:: What to do ::
The text below on artificial stone silicosis gives silica contents for several materials. List each of those materials with its stated percentage.
START Selected excerpt
While artificial stone—commonly known as engineered stone or quartz—enhances the aesthetic appeal of kitchens, leading medical experts warn that it poses a significant health risk to workers engaged in its cutting and polishing.
Artificial stones are composed of crushed rocks bonded with resins, making them popular for their durability and lack of natural imperfections. However, a recent study published in the journal Thorax highlights a troubling trend: the rise of a severe and rapidly progressive form of silicosis, termed “artificial stone silicosis.” This condition is largely attributed to the high silica content (over 90%) of artificial stone compared to marble (3%) and granite (30%), as well as the fine dust produced during cutting.
The study indicates that workers often cut and polish these stones “dry,” using tools like angle grinders without water to minimize dust. This practice significantly increases the volume of hazardous silica dust released.
The Thorax study documents eight cases of workers, averaging 34 years old, who developed serious lung diseases while working with artificial stones in the UK. Among them, two required evaluations for lung transplants, three were assessed for autoimmune diseases, and two suffered from lung infections caused by non-tuberculous mycobacteria.
END Selected excerpt
START Extracted material
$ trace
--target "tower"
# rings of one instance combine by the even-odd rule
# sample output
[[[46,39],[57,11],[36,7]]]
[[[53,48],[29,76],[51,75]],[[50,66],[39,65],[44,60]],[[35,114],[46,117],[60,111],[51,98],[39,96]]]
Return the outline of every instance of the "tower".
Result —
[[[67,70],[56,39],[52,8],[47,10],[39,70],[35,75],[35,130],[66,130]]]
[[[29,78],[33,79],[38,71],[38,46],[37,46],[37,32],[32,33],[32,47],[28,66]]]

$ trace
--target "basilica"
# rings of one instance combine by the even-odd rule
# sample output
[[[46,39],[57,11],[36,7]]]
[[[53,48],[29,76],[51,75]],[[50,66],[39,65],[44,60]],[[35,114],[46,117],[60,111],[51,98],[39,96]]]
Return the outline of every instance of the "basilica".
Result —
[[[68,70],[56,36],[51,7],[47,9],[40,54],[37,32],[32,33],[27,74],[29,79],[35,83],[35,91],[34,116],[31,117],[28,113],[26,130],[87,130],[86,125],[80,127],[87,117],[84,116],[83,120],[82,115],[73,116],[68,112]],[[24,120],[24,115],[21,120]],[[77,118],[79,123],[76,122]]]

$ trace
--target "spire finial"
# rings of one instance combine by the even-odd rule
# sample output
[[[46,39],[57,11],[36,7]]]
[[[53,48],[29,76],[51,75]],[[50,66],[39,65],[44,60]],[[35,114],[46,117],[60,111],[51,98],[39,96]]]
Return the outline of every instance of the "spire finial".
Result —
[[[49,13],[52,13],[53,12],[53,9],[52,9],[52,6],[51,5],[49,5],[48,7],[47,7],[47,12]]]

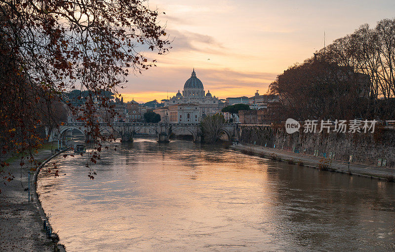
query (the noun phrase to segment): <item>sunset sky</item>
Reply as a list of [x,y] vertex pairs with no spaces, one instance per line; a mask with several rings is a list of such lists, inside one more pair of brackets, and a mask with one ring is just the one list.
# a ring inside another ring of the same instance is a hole
[[157,67],[129,76],[125,101],[160,101],[182,90],[195,68],[204,90],[220,99],[264,94],[276,75],[368,23],[395,17],[395,1],[155,0],[170,52],[146,55]]

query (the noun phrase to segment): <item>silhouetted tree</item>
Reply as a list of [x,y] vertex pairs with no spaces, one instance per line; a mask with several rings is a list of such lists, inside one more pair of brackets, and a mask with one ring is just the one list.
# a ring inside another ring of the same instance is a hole
[[247,104],[240,103],[227,106],[222,108],[221,111],[222,112],[229,112],[233,115],[237,114],[238,115],[239,110],[246,110],[249,109],[250,107]]
[[206,143],[214,143],[221,137],[222,126],[225,122],[221,114],[206,116],[200,122],[200,127]]
[[[130,71],[155,66],[142,49],[168,50],[158,16],[140,0],[0,0],[2,175],[8,174],[7,157],[18,153],[23,153],[21,165],[28,160],[37,167],[33,150],[45,141],[39,130],[58,127],[53,109],[58,103],[84,123],[95,149],[90,162],[100,158],[102,143],[113,138],[100,133],[96,115],[116,114],[110,98],[100,94],[119,97],[117,89]],[[87,92],[78,107],[63,95],[77,87]],[[50,119],[45,124],[42,114]]]

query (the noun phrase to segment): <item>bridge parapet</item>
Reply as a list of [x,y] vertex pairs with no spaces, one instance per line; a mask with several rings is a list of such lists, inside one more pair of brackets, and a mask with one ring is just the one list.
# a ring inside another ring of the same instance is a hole
[[[144,122],[115,122],[112,123],[112,128],[108,123],[99,123],[101,131],[107,130],[110,134],[114,134],[116,137],[120,138],[122,141],[132,141],[133,135],[143,134],[143,135],[156,136],[159,140],[159,136],[170,136],[172,133],[176,135],[190,134],[194,137],[194,141],[201,141],[202,132],[200,124],[190,123],[144,123]],[[63,134],[68,130],[78,130],[85,135],[87,128],[82,122],[72,122],[64,123],[59,126],[56,131],[49,134],[48,141],[55,140],[62,140],[64,137]],[[238,124],[225,123],[222,130],[228,135],[230,141],[234,141],[239,138]],[[85,136],[85,140],[87,138]]]

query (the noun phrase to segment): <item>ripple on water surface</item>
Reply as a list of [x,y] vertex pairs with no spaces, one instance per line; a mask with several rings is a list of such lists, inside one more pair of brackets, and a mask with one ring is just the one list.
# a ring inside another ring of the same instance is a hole
[[79,156],[39,175],[69,252],[394,249],[393,184],[187,141],[118,144],[93,180]]

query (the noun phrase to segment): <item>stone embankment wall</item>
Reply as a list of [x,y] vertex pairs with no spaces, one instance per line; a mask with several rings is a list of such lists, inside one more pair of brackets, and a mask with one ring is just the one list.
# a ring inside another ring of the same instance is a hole
[[240,141],[252,144],[307,155],[377,166],[379,159],[386,160],[386,167],[395,168],[395,129],[378,128],[374,133],[304,133],[293,134],[285,128],[259,125],[240,125]]

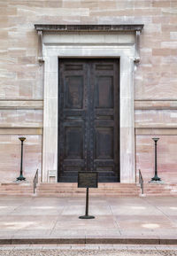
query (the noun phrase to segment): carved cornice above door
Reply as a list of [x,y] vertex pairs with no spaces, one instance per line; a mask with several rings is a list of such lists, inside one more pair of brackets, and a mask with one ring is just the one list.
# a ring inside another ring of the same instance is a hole
[[54,25],[35,24],[37,31],[58,31],[58,32],[119,32],[119,31],[140,31],[143,24],[119,24],[119,25]]
[[[35,24],[39,37],[38,60],[42,64],[43,59],[42,45],[43,34],[133,34],[135,35],[135,62],[140,62],[140,34],[143,29],[143,24],[119,24],[119,25],[56,25],[56,24]],[[116,43],[116,42],[115,42]]]

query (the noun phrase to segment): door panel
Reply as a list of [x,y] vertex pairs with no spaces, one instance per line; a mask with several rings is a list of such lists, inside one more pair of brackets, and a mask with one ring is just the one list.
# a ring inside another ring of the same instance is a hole
[[59,60],[58,181],[119,181],[119,61]]

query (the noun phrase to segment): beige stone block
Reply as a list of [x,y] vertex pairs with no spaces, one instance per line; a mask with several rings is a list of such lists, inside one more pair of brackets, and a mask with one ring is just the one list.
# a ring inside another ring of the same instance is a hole
[[137,136],[177,136],[177,128],[136,128]]
[[42,109],[42,100],[0,100],[1,109]]
[[0,128],[0,135],[42,135],[42,128]]
[[10,48],[8,50],[8,56],[9,57],[17,57],[19,58],[19,56],[22,57],[22,56],[25,56],[26,57],[26,49],[25,48],[20,48],[20,47],[18,47],[18,48]]
[[137,110],[143,110],[143,109],[177,109],[177,101],[171,100],[171,101],[163,101],[163,100],[135,100],[135,108]]
[[169,56],[169,55],[171,55],[171,49],[168,49],[168,48],[152,49],[152,55],[155,55],[155,56]]
[[[132,1],[132,3],[134,2]],[[150,1],[135,1],[134,6],[135,9],[150,8],[151,3]]]
[[18,63],[21,64],[35,64],[37,62],[37,57],[35,56],[27,56],[18,58]]
[[170,7],[171,1],[153,1],[152,7]]

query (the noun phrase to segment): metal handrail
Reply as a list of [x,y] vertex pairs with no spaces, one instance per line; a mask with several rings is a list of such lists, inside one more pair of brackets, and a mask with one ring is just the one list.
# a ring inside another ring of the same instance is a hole
[[39,175],[38,175],[38,169],[37,169],[34,177],[34,194],[35,193],[35,189],[37,187],[38,177],[39,177]]
[[142,194],[143,194],[143,178],[140,169],[139,169],[139,183],[142,190]]

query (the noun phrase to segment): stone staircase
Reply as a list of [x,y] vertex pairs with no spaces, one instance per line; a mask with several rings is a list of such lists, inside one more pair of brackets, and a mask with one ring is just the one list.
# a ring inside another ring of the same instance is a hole
[[9,182],[9,183],[0,183],[0,197],[9,197],[9,196],[33,196],[33,184],[30,182]]
[[[138,197],[140,186],[135,183],[98,183],[97,189],[89,189],[92,196]],[[33,191],[31,182],[0,183],[0,197],[85,197],[86,189],[78,189],[76,182],[40,183]],[[144,183],[143,196],[176,196],[176,183]]]
[[144,196],[176,196],[176,183],[144,183]]
[[[97,189],[89,189],[92,196],[138,197],[140,188],[136,184],[99,183]],[[77,183],[41,183],[37,187],[39,197],[80,197],[86,195],[86,189],[78,189]]]

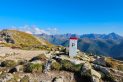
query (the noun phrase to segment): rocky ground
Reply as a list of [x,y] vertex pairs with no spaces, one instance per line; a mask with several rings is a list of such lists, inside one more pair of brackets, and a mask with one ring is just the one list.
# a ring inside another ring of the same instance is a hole
[[0,47],[0,82],[123,82],[123,62],[66,48],[50,51]]

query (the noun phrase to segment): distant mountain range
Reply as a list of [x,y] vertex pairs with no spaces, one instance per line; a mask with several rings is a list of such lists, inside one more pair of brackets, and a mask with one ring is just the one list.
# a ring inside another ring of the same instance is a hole
[[[47,35],[38,34],[36,36],[44,38],[55,45],[68,46],[69,38],[72,34]],[[116,34],[84,34],[76,35],[78,48],[86,53],[105,55],[111,57],[123,57],[123,37]]]

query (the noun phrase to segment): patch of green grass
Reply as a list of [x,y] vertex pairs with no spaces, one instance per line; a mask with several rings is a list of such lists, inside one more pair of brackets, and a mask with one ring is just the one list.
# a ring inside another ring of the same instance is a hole
[[51,69],[52,69],[52,70],[60,70],[60,69],[61,69],[60,63],[58,63],[58,62],[53,62],[53,63],[51,64]]
[[24,76],[24,77],[20,80],[20,82],[30,82],[30,81],[29,81],[29,76]]

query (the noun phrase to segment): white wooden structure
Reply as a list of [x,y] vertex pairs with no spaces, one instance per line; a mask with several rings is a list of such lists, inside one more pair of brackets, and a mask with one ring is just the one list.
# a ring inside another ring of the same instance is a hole
[[74,57],[77,55],[77,37],[70,37],[69,41],[69,56]]

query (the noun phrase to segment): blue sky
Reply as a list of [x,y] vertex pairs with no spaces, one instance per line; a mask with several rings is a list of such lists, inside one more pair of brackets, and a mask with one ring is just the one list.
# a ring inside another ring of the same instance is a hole
[[123,35],[123,0],[0,0],[0,28]]

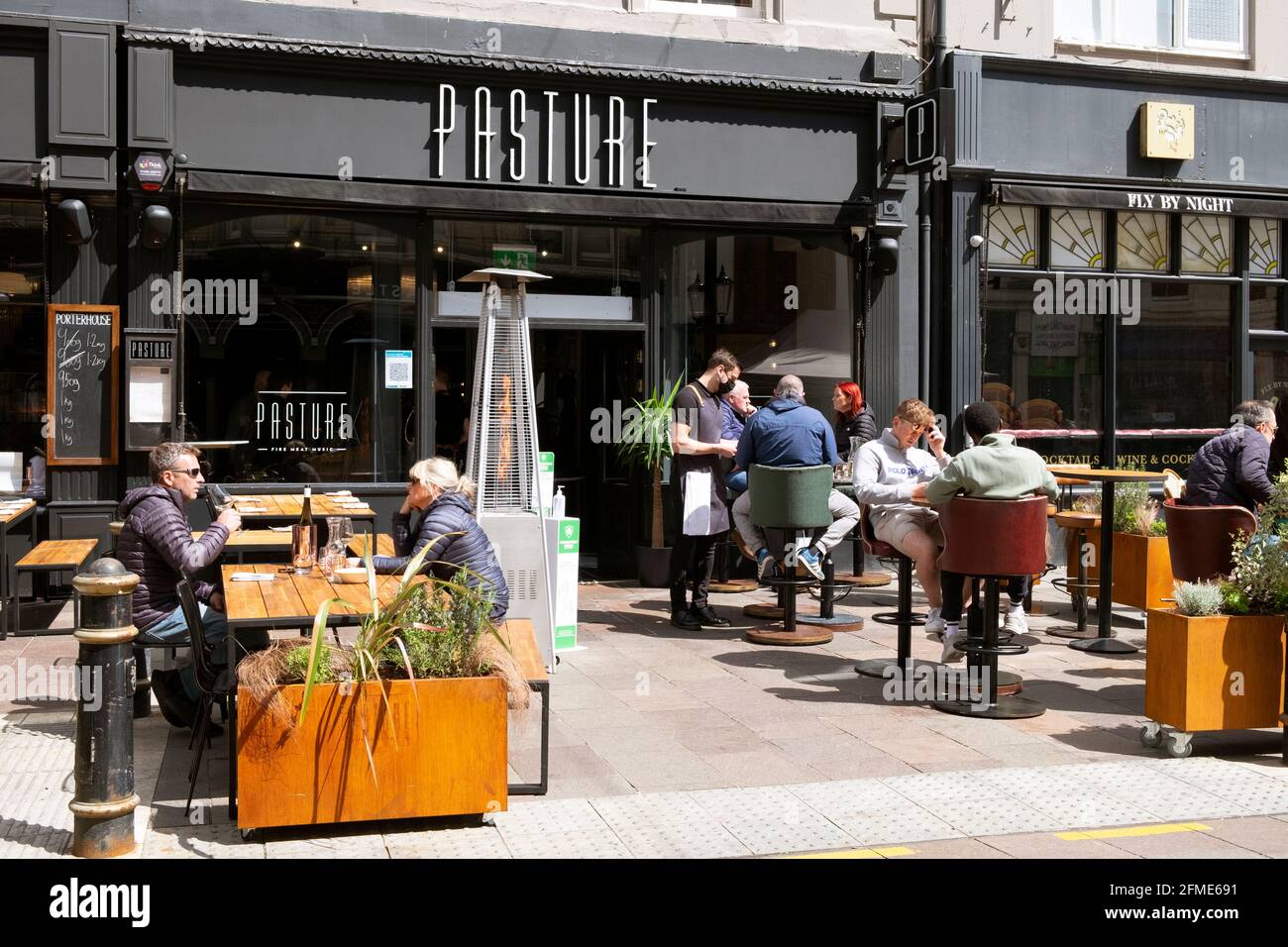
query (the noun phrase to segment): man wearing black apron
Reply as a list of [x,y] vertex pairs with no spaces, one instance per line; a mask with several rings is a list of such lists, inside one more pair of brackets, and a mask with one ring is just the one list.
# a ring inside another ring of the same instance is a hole
[[[732,457],[737,441],[720,437],[720,396],[733,390],[742,368],[728,349],[716,349],[707,370],[675,396],[671,450],[675,482],[680,487],[680,528],[671,548],[671,624],[694,631],[728,627],[707,604],[707,582],[715,564],[716,544],[729,530],[725,484],[720,459]],[[693,580],[693,606],[685,608],[687,585]]]

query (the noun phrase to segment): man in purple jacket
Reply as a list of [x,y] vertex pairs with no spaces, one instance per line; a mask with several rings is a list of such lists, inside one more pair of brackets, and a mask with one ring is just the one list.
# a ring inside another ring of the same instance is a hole
[[[229,506],[200,540],[192,539],[184,506],[197,499],[205,483],[197,461],[200,454],[185,443],[155,447],[148,456],[152,483],[128,492],[116,512],[116,518],[124,522],[116,555],[139,577],[134,589],[134,626],[143,644],[188,646],[188,624],[175,586],[184,576],[218,562],[229,533],[241,528],[241,514]],[[192,590],[214,660],[223,662],[219,646],[228,636],[224,594],[210,582],[193,582]],[[191,727],[200,697],[192,666],[153,671],[151,676],[165,719],[175,727]]]
[[1199,447],[1190,461],[1185,502],[1191,506],[1244,506],[1253,513],[1270,499],[1270,445],[1279,429],[1269,401],[1245,401],[1235,424]]

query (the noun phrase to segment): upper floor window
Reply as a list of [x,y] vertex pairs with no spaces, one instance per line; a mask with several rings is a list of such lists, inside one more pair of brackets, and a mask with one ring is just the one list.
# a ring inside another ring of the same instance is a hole
[[1060,0],[1055,35],[1070,43],[1247,53],[1247,0]]
[[765,15],[765,0],[649,0],[650,13],[702,13],[708,17]]

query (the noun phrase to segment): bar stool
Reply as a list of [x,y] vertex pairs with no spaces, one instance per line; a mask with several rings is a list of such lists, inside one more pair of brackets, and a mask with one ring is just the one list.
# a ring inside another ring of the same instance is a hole
[[[981,638],[967,636],[958,649],[966,653],[967,692],[945,693],[934,702],[935,710],[962,716],[1018,720],[1039,716],[1046,707],[1030,697],[999,696],[997,658],[1024,655],[1024,644],[999,644],[997,616],[1001,580],[1032,576],[1046,564],[1046,497],[1023,500],[981,500],[954,496],[940,509],[944,551],[939,568],[984,580],[984,627]],[[956,542],[953,537],[956,536]],[[957,678],[961,683],[961,678]],[[972,682],[984,682],[971,693]]]
[[872,657],[859,661],[854,665],[854,670],[866,678],[889,678],[891,674],[903,678],[913,667],[943,667],[938,661],[914,661],[912,657],[912,626],[926,624],[926,615],[923,612],[912,611],[912,559],[889,542],[882,542],[877,539],[872,530],[871,512],[871,506],[864,506],[859,517],[863,530],[863,545],[868,555],[895,560],[898,572],[895,581],[898,582],[896,588],[899,591],[898,611],[878,612],[872,616],[872,620],[882,625],[895,625],[899,629],[899,636],[894,661],[884,657]]
[[1075,627],[1048,629],[1047,634],[1054,638],[1095,638],[1097,631],[1087,627],[1087,593],[1097,590],[1100,585],[1092,582],[1088,577],[1087,557],[1083,555],[1083,549],[1087,545],[1087,531],[1100,530],[1100,514],[1064,510],[1055,514],[1055,524],[1073,532],[1073,549],[1078,557],[1078,577],[1075,580],[1069,579],[1069,567],[1065,564],[1065,577],[1052,579],[1051,585],[1069,593],[1073,598],[1073,609],[1078,624]]
[[832,524],[827,497],[832,492],[832,468],[815,466],[764,466],[752,464],[747,472],[751,492],[751,522],[765,532],[765,546],[770,555],[787,566],[783,576],[769,576],[761,581],[777,589],[781,624],[747,631],[747,640],[756,644],[827,644],[832,631],[826,627],[800,626],[796,620],[796,593],[818,580],[806,575],[799,577],[795,550],[809,548]]

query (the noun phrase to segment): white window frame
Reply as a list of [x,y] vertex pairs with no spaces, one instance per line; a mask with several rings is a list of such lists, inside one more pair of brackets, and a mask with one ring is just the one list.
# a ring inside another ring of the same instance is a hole
[[765,8],[773,0],[751,0],[751,6],[730,6],[711,0],[648,0],[648,13],[687,13],[689,15],[724,17],[728,19],[768,19]]
[[[1103,0],[1106,6],[1106,19],[1114,24],[1117,30],[1117,5],[1121,3],[1132,3],[1132,0]],[[1249,55],[1248,48],[1248,0],[1238,0],[1238,13],[1239,13],[1239,41],[1238,43],[1189,43],[1185,39],[1188,32],[1186,27],[1189,24],[1190,13],[1190,0],[1172,0],[1172,45],[1170,46],[1148,46],[1136,43],[1127,43],[1126,40],[1119,40],[1117,33],[1112,40],[1095,40],[1095,39],[1078,39],[1072,36],[1056,36],[1056,43],[1066,46],[1096,46],[1104,49],[1148,49],[1151,52],[1163,53],[1180,53],[1180,54],[1193,54],[1193,55],[1208,55],[1220,58],[1233,58],[1233,59],[1247,59]]]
END Extracted material
:: Answer below ::
- Artificial stone: over 90%
- Marble: 3%
- Granite: 30%